Trecho do texto:
——

Que me respondam os sábios! Que me acalmem o espírito! Que preencham a minha mente!



Sestor Azimbara

segunda-feira, 20 de outubro de 2008

As Mulheres e o Romantismo

Tenho escrito sobre assuntos polêmicos e feito provocações para despertar, em meus interlocutores, contestações ou concordâncias. Mas, o que tenho como resposta é um profundo silêncio, uma indiferença brutal e me pergunto: por que as pessoas não reagem às provocações?
A verdade é que ninguém quer saber se existe ou não vidas em outros planetas; se Deus existe; se há vida após a morte; se as virtudes devem basear o comportamento humano; se a vida no nosso planeta está se esvaindo; se o amor vale a pena As pessoas querem saber qual o produto tecnológico de ponta; qual o carro de designer mais bonito; qual a roupa da moda; quem é o artista mais badalado; qual o preço do objeto de consumo do vizinho; qual político do círculo de amizade vai estar no poder; onde está a fonte do prazer fácil e rápido.
Talvez exista uma faixa etária de mulheres que me contradiga e que ainda acredite no príncipe encantado e na vida a dois duradoura. Acredito até que essas mulheres esperam que apareça um cavaleiro cavalheiro que as tome nos braços e declare seu amor apaixonado.; leve-as para a cama e no dia seguinte telefone deslumbrado com a lembrança insistente do seu cheiro e do seu sorriso. Penso mesmo que, a despeito de muitas delas serem oriundas de casamentos mal-sucedidos, ainda desejem o matrimônio, posto que a encenação da igreja é um marco que aparentemente solidifica os relacionamentos, que consolida as paixões; que reafirma as intenções do amor diante do divino. Sei, no entanto, que nessa busca muitas delas se deparam com as surpresas da noite; os falsos nobres; as promessas decepcionantes; o sexo desprazeroso; os clichês do falso romantismo.
Nesse desencontro de anseios com a efetiva realidade hedono-consumista, principalmente do mundo masculino, estão as mulheres que dirigem empresas, presidem setores importante das repartições públicas, são profissionais liberais, enfim, possuem uma certa independência material e que, apesar de demonstrarem ser fortalezas em seus postos de trabalhos, são emocionalmente vulneráveis e sofrem com o surpreendente comportamento predominante dos machos, que querem aventuras rápidas e descomprometidas.

——

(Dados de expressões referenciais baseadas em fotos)
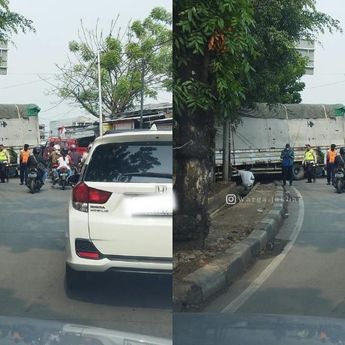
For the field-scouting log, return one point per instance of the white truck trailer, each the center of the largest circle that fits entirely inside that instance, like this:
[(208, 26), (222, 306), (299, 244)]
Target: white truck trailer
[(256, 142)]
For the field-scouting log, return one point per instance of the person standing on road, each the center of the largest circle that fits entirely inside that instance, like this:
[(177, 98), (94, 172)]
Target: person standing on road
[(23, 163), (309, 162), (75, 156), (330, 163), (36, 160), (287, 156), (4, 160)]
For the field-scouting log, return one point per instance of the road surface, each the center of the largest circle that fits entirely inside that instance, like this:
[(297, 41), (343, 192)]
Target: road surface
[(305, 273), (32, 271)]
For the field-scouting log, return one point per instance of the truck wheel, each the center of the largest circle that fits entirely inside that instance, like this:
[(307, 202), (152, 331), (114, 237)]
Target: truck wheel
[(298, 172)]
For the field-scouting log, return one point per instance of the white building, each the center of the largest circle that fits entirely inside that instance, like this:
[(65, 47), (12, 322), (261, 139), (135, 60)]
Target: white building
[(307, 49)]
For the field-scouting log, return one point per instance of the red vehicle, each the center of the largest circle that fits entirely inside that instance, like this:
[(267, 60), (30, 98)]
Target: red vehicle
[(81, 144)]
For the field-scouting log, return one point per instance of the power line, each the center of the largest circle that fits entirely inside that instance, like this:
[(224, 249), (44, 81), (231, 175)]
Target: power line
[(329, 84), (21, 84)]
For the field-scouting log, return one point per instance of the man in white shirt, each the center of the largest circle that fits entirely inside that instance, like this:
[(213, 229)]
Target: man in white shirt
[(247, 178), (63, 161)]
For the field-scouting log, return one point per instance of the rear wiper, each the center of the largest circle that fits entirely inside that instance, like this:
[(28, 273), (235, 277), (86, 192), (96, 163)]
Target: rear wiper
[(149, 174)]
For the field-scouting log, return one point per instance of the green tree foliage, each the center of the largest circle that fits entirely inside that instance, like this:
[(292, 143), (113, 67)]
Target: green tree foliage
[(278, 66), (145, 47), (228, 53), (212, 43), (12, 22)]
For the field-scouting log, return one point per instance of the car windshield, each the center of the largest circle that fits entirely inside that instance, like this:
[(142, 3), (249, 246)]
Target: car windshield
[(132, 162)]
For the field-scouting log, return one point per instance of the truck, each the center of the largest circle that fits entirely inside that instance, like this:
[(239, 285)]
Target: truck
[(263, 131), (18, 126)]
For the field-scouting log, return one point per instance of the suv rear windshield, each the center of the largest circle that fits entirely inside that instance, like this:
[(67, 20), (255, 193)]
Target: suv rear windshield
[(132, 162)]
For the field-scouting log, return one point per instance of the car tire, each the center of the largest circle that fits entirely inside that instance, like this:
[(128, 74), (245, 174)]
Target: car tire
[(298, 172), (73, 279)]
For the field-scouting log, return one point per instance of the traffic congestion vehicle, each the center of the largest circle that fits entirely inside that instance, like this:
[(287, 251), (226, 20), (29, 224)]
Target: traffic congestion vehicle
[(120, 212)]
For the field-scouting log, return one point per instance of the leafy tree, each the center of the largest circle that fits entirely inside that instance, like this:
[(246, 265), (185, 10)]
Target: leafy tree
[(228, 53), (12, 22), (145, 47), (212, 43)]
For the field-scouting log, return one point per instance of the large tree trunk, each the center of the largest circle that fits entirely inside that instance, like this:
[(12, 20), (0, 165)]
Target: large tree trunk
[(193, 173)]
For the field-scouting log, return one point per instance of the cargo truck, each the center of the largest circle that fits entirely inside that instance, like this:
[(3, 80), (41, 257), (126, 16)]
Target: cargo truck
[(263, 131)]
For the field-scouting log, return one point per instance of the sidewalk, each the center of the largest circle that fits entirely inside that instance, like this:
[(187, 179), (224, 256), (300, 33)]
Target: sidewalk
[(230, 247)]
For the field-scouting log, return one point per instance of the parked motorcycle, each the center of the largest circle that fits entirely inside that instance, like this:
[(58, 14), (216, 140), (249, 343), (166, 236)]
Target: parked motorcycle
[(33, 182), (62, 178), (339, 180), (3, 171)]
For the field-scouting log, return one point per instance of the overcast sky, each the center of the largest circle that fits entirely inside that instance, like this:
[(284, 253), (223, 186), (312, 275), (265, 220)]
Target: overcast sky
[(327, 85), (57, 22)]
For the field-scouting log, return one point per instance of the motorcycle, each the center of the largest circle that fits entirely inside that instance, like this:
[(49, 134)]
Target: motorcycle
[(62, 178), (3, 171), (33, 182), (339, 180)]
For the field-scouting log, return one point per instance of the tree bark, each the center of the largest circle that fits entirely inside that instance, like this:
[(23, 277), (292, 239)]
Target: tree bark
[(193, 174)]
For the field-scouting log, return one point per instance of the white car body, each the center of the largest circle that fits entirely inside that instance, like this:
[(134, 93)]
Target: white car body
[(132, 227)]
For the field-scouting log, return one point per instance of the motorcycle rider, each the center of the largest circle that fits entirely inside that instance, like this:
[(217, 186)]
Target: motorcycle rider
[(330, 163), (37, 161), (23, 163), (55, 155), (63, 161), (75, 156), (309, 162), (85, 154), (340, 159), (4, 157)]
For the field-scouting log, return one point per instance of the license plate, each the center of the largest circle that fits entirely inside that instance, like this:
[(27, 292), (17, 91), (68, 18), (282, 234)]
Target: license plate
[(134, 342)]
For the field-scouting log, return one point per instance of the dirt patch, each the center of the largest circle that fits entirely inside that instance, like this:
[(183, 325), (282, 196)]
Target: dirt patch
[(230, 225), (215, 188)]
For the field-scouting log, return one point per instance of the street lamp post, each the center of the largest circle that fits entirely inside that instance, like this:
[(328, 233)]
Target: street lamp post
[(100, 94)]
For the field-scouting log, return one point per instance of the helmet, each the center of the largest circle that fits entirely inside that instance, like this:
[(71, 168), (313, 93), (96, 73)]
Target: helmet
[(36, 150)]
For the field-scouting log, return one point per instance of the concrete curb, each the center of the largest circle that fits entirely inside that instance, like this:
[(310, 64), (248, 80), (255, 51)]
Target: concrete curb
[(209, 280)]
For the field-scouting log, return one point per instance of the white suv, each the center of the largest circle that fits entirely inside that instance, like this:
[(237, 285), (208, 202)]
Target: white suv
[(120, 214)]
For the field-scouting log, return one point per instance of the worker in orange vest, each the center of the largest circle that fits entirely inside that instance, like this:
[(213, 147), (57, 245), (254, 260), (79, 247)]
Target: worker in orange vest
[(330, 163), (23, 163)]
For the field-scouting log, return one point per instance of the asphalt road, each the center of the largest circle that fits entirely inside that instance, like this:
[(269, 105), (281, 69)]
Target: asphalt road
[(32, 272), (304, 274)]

——

Instruções das tarefas:
A. No texto sobre as mulheres e o romantismo, que resposta as provocações recebem?
B. Diga se cada frase abaixo concorda com o texto sobre as mulheres e o romantismo, respondendo sim ou não e citando as palavras do texto que decidem.
(i) Ninguém quer saber se Deus existe.
(ii) As mulheres que dirigem empresas são descritas como emocionalmente fortes.
(iii) Os machos querem relações longas e comprometidas.
C. Prossiga o texto sobre as mulheres e o romantismo a partir do ponto em que ele para.
As entradas são um material à parte, sem ligação com o texto sobre as mulheres e o romantismo.

Respostas das tarefas:
A. Um profundo silêncio, uma indiferença brutal.

B.
(i) Sim: "ninguém quer saber" e "se Deus existe".
(ii) Não: "são emocionalmente vulneráveis".
(iii) Não: "querem aventuras rápidas e descomprometidas".

C.
As novas gerações que “normatizaram” o descompromisso não se preocupam com o romantismo; não sofrem muito com as traições; não acreditam no amor como fonte alimentadora de um relacionamento onde os dois poderão envelhecer juntos. Podemos imaginar que está, portanto, nas mãos das mulheres da faixa etária citada acima a tarefa de não deixar morrer a fé no amor; no bom entendimento entre dois amantes; no romantismo que põe a vida e a natureza como fatores importantes do mundo; na possibilidade da fidelidade e da felicidade. Não sei como farão isso. Não sei se isso ainda é possível. Sei apenas que elas são as pessoas que estão com o controle nas mãos. Seja no campo do trabalho, seja na crença da força do amor.
Voltando às provocações, quero dizer que o que mais marca essas gerações, cuja salvação está nas mãos das mulheres maduras e sós, é a solidão, apesar de terem se multiplicado as formas de comunicação. Escrevemos quase que diariamente para todos os amigos e não falamos com nenhum, pois a mensagem é mais importante do que os interlocutores., por isso a mandamos para muitos, ao mesmo tempo, e nenhum nos responde. As minhas provocações são mensagens de um solitário que, apesar de ser enviadas para muitas pessoas quer, no fundo, obter pelo menos a resposta de uma delas. Talvez eu esteja contaminado pelo romantismo das mulheres de trinta a cinqüenta anos. Talvez eu ainda acredite na amizade.